# Stony Lake, New Era, Where to fish???



## rickyj (Jun 25, 2004)

Taking the family camping the week after the 4th. Small kids who love catching fish, where should I try and what should I try, and what would I be trying for. Thanks for any and all help.


----------



## shametamer (Jul 22, 2001)

where ya from? how far u want to go? fishin from shore? boat? what kind of amenities do you need in a campground?


----------



## Sixshooter (Mar 16, 2003)

If you have a boat and are fishing Stoney Lake you can catch perch, bluegills, rockbass pretty much along any of hte shore lines of the lake. 

You can also probably catch a few bass all over the place. The east end of the lake is pretty weedy with access to some deeper water where some nice pike like to hang out.

Wax Worms under a bobber should do the trick. 

Stoney is also a VERY good Crappie Lake. Get some pinky jigs or some Small Shiner minnows fished under a float and take some crappies off of underwater points.

It has been a while since I have fished stoney probably two years. But last time there was a underwater point near the middle of the lake that we took a lot of specs off of...And also the Gar Pike were eating our shiner minnows...

Trolling pinky jigs very slow works as well does casting them with a steady slow retrieve.

Good Luck.


----------



## rickyj (Jun 25, 2004)

I have a boat and thanks for the advice. With the kids anything associated with a bobber is great. Souds like the two older ones will be able to do a little casting once they get bored with a bobber.thx!


----------



## redwingsdude (Jan 6, 2002)

I pretty much grew up fishing Stoney Lake every summer by my Grandpa's cottage. We used to catch bluegills close to shore, just like Sixshooter mentioned. There is also a swimming section of the lake with a square dock close to the creek. You can fish right there, and go fishing afterwards if they get bored.

Its a great place to go in summer.

Good Luck.


----------

+-------+

▶ Requirement A:
Answer these questions from the fishing thread:
(i) What bait does Sixshooter say should do the trick?
(ii) Which end of the lake is described as pretty weedy?
(iii) Where is the square dock in the swimming section?
▶ Requirement B: Rewrite the fishing thread from "I have a boat" up to and including "(Jan 6, 2002)", switching "bobber" to "float" every time it occurs.
The lines that come next are separate material and have no connection to the fishing thread.

[Dataset rows]
+-------+

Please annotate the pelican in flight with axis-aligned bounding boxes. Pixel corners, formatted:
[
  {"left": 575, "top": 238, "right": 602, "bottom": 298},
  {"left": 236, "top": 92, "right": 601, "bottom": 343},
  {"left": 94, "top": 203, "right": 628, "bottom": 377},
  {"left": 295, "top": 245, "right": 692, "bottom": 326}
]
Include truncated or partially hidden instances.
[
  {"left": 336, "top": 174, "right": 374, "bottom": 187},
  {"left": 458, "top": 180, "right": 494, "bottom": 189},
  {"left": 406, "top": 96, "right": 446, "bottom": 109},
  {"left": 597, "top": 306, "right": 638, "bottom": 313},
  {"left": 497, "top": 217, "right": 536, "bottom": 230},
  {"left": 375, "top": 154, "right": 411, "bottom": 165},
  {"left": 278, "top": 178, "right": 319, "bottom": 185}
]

+-------+

▶ Written answer A:
(i) Wax Worms under a bobber.
(ii) The east end.
(iii) Close to the creek.

▶ Written answer B:
I have a boat and thanks for the advice. With the kids anything associated with a float is great. Souds like the two older ones will be able to do a little casting once they get bored with a float.thx!


----------



## redwingsdude (Jan 6, 2002)